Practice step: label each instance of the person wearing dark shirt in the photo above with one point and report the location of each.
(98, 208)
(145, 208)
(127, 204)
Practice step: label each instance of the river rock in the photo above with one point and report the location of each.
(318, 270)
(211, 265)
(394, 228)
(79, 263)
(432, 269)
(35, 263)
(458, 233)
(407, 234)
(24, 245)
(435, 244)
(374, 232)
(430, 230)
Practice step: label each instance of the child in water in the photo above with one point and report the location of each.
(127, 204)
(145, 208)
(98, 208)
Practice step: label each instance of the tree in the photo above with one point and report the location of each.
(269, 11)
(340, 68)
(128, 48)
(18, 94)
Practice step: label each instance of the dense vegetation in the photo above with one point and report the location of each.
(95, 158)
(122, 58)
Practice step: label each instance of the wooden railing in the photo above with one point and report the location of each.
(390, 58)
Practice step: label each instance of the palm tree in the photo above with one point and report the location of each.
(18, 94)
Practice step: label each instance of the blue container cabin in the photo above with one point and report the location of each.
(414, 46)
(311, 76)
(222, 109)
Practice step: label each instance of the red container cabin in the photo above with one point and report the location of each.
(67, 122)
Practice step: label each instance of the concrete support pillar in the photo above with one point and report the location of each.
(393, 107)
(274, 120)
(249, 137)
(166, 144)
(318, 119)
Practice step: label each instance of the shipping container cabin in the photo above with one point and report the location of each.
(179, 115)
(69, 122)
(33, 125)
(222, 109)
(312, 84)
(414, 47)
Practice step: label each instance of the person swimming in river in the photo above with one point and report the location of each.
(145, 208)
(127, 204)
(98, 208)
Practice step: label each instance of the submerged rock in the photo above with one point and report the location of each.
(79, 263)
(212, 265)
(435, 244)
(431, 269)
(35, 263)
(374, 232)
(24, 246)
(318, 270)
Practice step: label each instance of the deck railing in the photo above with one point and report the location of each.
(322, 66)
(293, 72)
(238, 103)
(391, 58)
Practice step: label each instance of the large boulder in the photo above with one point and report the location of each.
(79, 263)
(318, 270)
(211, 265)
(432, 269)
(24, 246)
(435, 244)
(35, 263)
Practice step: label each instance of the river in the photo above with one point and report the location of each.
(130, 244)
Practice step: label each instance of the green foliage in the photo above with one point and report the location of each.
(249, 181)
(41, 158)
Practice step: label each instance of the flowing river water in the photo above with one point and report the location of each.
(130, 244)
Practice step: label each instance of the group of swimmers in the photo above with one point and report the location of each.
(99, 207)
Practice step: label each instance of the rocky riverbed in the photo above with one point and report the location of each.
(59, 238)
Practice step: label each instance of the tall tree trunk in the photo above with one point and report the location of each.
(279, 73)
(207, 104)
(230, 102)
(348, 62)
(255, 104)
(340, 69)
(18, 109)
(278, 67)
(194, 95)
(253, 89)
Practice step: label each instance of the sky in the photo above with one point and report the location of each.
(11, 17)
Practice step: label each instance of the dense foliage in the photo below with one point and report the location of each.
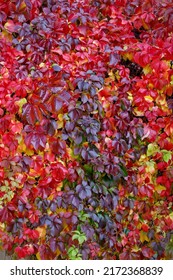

What you will do: Copy out each line in the data above that contains the word "person".

Reply to the task:
Practice step: label each instance of the person wearing dark shirt in the photo above with one point and report the location of each.
Practice step: label each instance of the person swimming in river in the photo above with one point and report the location of each.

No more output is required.